-- Required work --
Update everything from the start of the entries down to the line containing "M536 395L536 187L518" by replacing "grateful" with "thankful" and keeping everything else unchanged. Omit the pictures from your answer.

Labeled area outline entries:

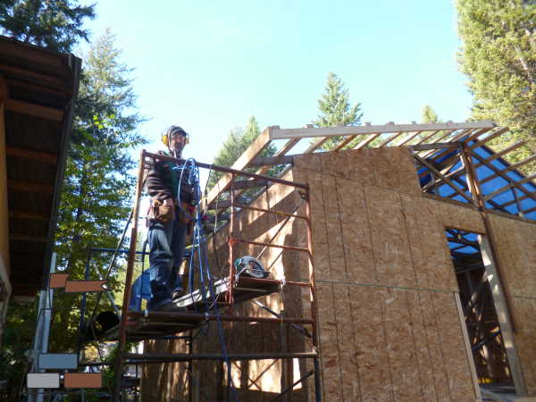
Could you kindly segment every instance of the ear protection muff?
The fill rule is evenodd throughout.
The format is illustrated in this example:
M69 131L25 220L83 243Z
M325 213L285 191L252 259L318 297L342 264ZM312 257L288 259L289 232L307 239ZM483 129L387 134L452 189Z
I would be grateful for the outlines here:
M189 144L189 135L184 130L182 130L180 127L172 126L168 130L166 130L164 132L162 133L162 142L168 148L170 147L170 136L177 131L180 132L183 137L186 137L186 141L184 141L184 145Z

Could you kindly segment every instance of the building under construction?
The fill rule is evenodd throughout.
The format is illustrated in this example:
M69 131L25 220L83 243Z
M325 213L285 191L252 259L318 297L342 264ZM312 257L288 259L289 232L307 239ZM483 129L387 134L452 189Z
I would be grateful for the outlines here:
M536 395L536 187L518 171L536 156L510 164L523 143L489 147L507 133L491 121L270 127L232 169L198 163L222 174L203 200L208 261L192 265L208 263L212 281L196 272L180 302L189 313L125 303L112 336L120 366L143 364L141 400ZM272 166L277 179L264 176ZM243 255L269 276L240 275ZM127 353L129 339L144 353Z

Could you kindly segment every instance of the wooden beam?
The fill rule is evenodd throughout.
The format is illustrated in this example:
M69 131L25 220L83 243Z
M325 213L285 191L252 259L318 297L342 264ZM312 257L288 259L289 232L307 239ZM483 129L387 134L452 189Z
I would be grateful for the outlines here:
M491 129L482 129L482 130L479 130L478 131L476 131L473 134L471 134L469 137L467 137L464 142L465 144L469 144L469 142L476 140L476 138L478 138L479 137L481 137L482 135L487 133L488 131L490 131L490 130ZM499 128L498 130L504 130L504 127Z
M502 129L498 130L497 131L490 134L488 137L486 137L483 139L481 139L480 141L477 141L475 144L472 145L471 147L469 147L469 150L473 150L474 148L478 148L479 147L483 146L484 144L486 144L487 142L491 141L494 138L497 138L499 136L502 136L505 132L507 132L508 130L507 127L503 127Z
M311 154L313 151L318 149L320 147L324 145L330 139L329 137L324 137L323 138L320 138L317 141L313 142L307 147L307 149L304 151L304 154Z
M356 138L357 136L348 136L346 138L344 138L339 144L337 145L337 147L335 147L332 151L340 151L342 148L344 148L347 145L348 145L350 142L352 142L352 140L354 140L354 138Z
M34 80L36 82L39 82L43 85L54 87L59 89L63 88L66 86L65 82L58 77L54 77L50 74L42 74L40 72L30 71L29 70L21 69L19 67L13 67L6 64L1 64L0 71L8 71L12 74L15 74L29 80Z
M7 188L14 191L23 191L26 193L54 193L54 186L50 184L32 183L29 181L7 180Z
M478 159L482 163L485 164L486 166L488 166L490 169L491 169L496 174L498 174L500 177L502 177L504 180L506 180L507 181L509 181L510 183L513 182L513 179L511 177L509 177L508 175L507 175L506 173L501 173L500 171L498 169L497 169L495 166L493 166L492 163L490 163L488 162L486 162L485 159L483 159L482 157L481 157L478 154L476 154L475 152L471 152L471 155ZM534 175L532 176L532 178L534 177ZM525 195L529 196L532 198L535 197L535 194L532 193L531 191L527 190L525 188L523 188L523 186L521 186L521 184L523 184L523 182L526 183L527 181L529 181L527 179L530 178L526 178L523 180L520 180L520 181L514 181L514 186L515 186L516 188L519 188L521 191L523 191ZM499 188L500 189L500 188ZM503 191L506 191L507 189L508 189L507 188L505 188ZM500 191L499 193L502 193L503 191ZM497 192L497 191L495 191ZM499 194L497 193L497 194ZM496 194L496 195L497 195ZM489 197L489 196L488 196ZM486 197L486 199L484 199L485 201L487 201L489 198L488 197Z
M384 124L384 125L364 125L364 126L344 126L344 127L318 127L311 129L274 129L271 133L271 139L282 138L305 138L315 137L352 136L364 134L385 134L398 132L414 131L434 131L443 130L465 130L493 128L495 123L491 121L468 121L468 122L447 122L431 124Z
M424 166L426 166L428 169L430 169L431 172L433 172L435 174L437 174L440 179L442 179L447 184L448 184L450 187L452 187L460 196L462 196L464 198L465 198L468 202L473 203L473 200L471 198L469 198L465 193L464 193L457 186L456 186L452 181L450 181L450 179L445 177L445 175L441 174L440 172L439 172L435 167L433 167L431 164L430 164L427 161L425 161L424 159L423 159L421 156L419 156L418 155L414 155L414 156L417 159L417 161L419 161L422 164L423 164Z
M34 243L46 243L48 241L47 238L38 237L38 236L27 236L27 235L20 235L20 234L10 234L9 239L12 241L30 241Z
M409 134L408 136L406 136L406 137L402 138L402 140L397 144L397 147L401 147L404 144L408 143L409 141L411 141L413 138L415 138L415 137L417 137L423 131L415 131L413 134Z
M35 211L24 211L21 209L10 209L9 217L14 219L29 219L39 221L49 221L50 214Z
M525 200L527 198L532 198L532 197L529 197L529 196L518 197L517 197L517 201L521 202L521 201L523 201L523 200ZM515 204L515 199L513 199L512 201L508 201L507 203L501 204L499 206L504 209L507 206L511 205L512 204Z
M506 290L506 289L507 289L507 284L504 283L504 277L501 275L501 270L495 261L496 254L493 250L493 245L491 243L493 240L491 238L493 238L493 235L490 232L488 232L488 236L477 236L482 261L484 263L484 269L486 271L488 281L490 282L493 304L495 305L497 317L498 318L500 330L502 331L505 349L507 356L508 356L508 365L510 367L510 373L512 373L512 379L514 380L514 385L515 386L515 391L519 394L524 394L527 389L523 376L521 363L515 346L515 331L516 325L510 311L510 297L508 292Z
M9 99L9 88L6 80L0 75L0 102L5 102Z
M285 155L283 156L257 156L253 160L249 166L274 166L276 164L292 163L294 159L292 155Z
M354 147L354 149L361 149L362 147L366 147L371 142L373 142L375 138L380 137L380 134L381 133L377 132L377 133L374 133L374 134L367 137L363 141L361 141L359 144L357 144L356 147Z
M292 147L294 147L294 146L296 144L297 144L299 142L301 138L293 138L293 139L289 139L289 141L287 141L287 143L279 150L277 151L273 156L277 157L277 156L283 156L285 155L285 154L287 152L289 152ZM268 172L268 167L264 166L262 167L261 169L259 169L258 171L255 172L256 174L264 174L266 172Z
M13 99L5 101L5 110L54 121L63 121L63 111Z
M533 213L534 211L536 211L536 206L534 206L533 208L531 208L531 209L525 209L523 211L521 211L521 213L523 214L526 215L527 214Z
M461 138L462 137L464 137L464 136L465 136L465 134L467 134L468 132L471 132L471 131L473 131L473 130L474 130L474 129L464 130L462 130L461 132L458 132L457 134L455 134L455 135L454 135L454 137L452 137L450 139L448 139L448 141L447 143L448 143L448 142L459 142L459 141L458 141L458 139L459 139L459 138ZM442 136L442 137L440 137L440 138L437 138L437 139L435 140L435 142L436 142L436 143L438 143L438 142L439 142L439 140L442 139L444 137L445 137L445 136ZM433 153L434 153L433 151L431 151L431 152L424 153L424 154L423 154L422 155L423 155L424 158L428 158L430 155L433 155ZM435 158L434 158L434 159L437 159L437 158L443 157L443 155L446 155L446 154L448 154L448 149L445 149L444 151L442 151L442 152L440 152L440 153L439 153L439 154L438 154L438 155L435 156Z
M50 94L50 95L54 95L54 96L63 97L63 98L70 98L71 96L72 95L71 92L66 92L64 90L52 89L50 88L43 87L41 85L29 84L28 82L21 81L20 80L6 79L5 80L7 81L7 84L10 87L23 88L25 89L29 89L32 92Z
M500 173L503 173L503 174L507 173L508 172L514 172L516 167L523 166L523 164L529 163L530 162L532 162L532 161L535 161L535 160L536 160L536 155L533 155L532 156L530 156L530 157L524 159L523 161L521 161L518 163L509 165L508 167L507 167L507 168L505 168L505 169L503 169L501 171L498 171L498 172ZM489 161L489 159L488 159L488 161ZM479 163L475 167L478 168L478 167L482 166L482 164L483 163ZM519 173L519 174L522 174L522 173ZM492 180L493 179L496 179L498 177L500 177L499 174L493 173L490 176L488 176L486 179L483 179L483 180L480 180L480 182L481 182L481 184L483 184L483 183L486 183L486 182L488 182L490 180Z
M232 169L237 171L242 171L246 167L249 165L251 162L253 162L263 150L268 146L272 138L272 130L275 129L269 127L264 130L247 147L246 151L237 159L237 161L231 166ZM230 187L231 181L231 174L225 173L216 185L212 188L209 191L206 197L202 200L201 205L204 205L204 208L206 205L210 205L213 201L214 201L220 194L223 191L227 190Z
M453 292L454 300L458 312L458 322L462 330L462 335L464 338L464 346L465 347L465 358L469 364L469 371L471 372L471 380L473 382L473 390L474 392L474 398L476 400L482 399L482 394L480 390L478 384L478 376L476 375L476 367L474 366L474 358L473 357L473 351L471 350L471 343L469 342L469 334L467 333L467 326L465 325L465 317L464 316L464 310L462 308L462 302L460 300L460 294L458 292Z
M47 152L30 151L29 149L16 148L14 147L6 147L5 153L8 156L16 158L29 159L30 161L41 162L43 163L57 164L58 157L54 154Z
M430 138L432 136L435 136L438 132L440 132L440 130L437 131L431 131L431 133L429 133L427 136L423 137L422 138L420 138L416 144L415 145L419 145L419 144L423 144L424 141L426 141L428 138Z
M496 152L492 155L489 156L488 158L486 158L486 161L491 162L491 161L494 161L495 159L500 158L500 157L504 156L505 155L508 154L509 152L512 152L515 149L517 149L518 147L523 146L524 144L525 144L524 140L517 141L516 143L512 144L510 147L507 147L505 149ZM480 164L482 164L482 163L480 163ZM478 167L479 165L477 165L475 167Z
M519 163L517 163L515 164L511 164L508 167L507 167L507 168L505 168L505 169L503 169L501 171L498 171L498 172L500 172L500 173L507 173L508 172L514 172L517 168L519 168L521 166L523 166L523 165L525 165L527 163L530 163L531 162L533 162L533 161L536 161L536 155L533 155L532 156L529 156L528 158L523 159L523 161L521 161L521 162L519 162ZM482 166L482 163L479 163L479 164L476 165L476 167L479 167L479 166ZM522 174L522 173L519 173L519 174ZM485 183L485 182L490 181L490 180L493 180L495 178L498 178L498 177L499 177L499 175L498 173L492 174L491 176L489 176L486 179L481 180L481 183Z
M387 144L389 144L389 142L391 142L393 139L398 138L398 137L400 137L403 134L403 132L398 132L395 133L389 137L388 137L387 138L385 138L383 141L381 141L380 144L378 144L378 147L376 147L377 148L381 148L381 147L385 147Z
M457 142L439 142L433 144L421 144L409 146L415 151L427 151L429 149L451 149L457 147Z
M510 179L510 180L512 180L512 178L509 178L509 179ZM515 187L515 188L519 188L523 192L527 192L528 190L521 185L524 184L524 183L528 183L529 181L532 181L534 180L536 180L536 173L532 174L532 176L526 177L523 180L519 180L519 181L511 181L508 184L507 184L506 186L501 187L500 188L498 188L497 190L493 191L491 194L489 194L486 197L484 197L484 201L489 201L490 199L493 198L495 196L497 196L500 193L504 193L505 191L507 191L507 189L509 189L510 188L513 188L513 187ZM536 194L533 194L532 197L536 197Z
M264 187L268 186L271 181L268 180L237 180L233 183L232 188L234 189L245 189L245 188L252 188L255 187Z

-- Solution --
Could you kindly segment every instance of the ear protection muff?
The fill rule is evenodd throughout.
The format is illustrated in this example:
M69 131L25 220L83 243Z
M325 213L285 191L252 259L318 297L342 264ZM312 257L288 259L289 232L307 239ZM483 129L387 134L452 189Z
I would be thankful for the outlines here:
M189 144L189 135L184 130L182 130L180 127L172 126L168 130L166 130L164 132L162 133L162 142L168 148L170 147L170 136L177 131L180 132L183 137L186 137L186 141L184 141L184 145Z

Could you kindly segment every instance of the building under construction?
The fill rule is evenodd throughout.
The format is illustrated in this example:
M69 131L25 220L83 243Z
M325 213L285 191L252 259L318 297L342 264ZM312 257L288 259L289 232L307 239ZM483 129L387 134L452 189Z
I would be thankful for the outlines here:
M536 395L536 187L518 171L536 156L510 164L523 143L489 147L507 133L491 121L270 127L232 169L198 163L222 174L203 200L208 261L192 265L208 263L212 281L196 272L180 302L189 313L125 303L112 336L120 366L143 364L141 400ZM272 166L277 179L264 176ZM243 255L269 276L240 275ZM127 353L129 339L144 353Z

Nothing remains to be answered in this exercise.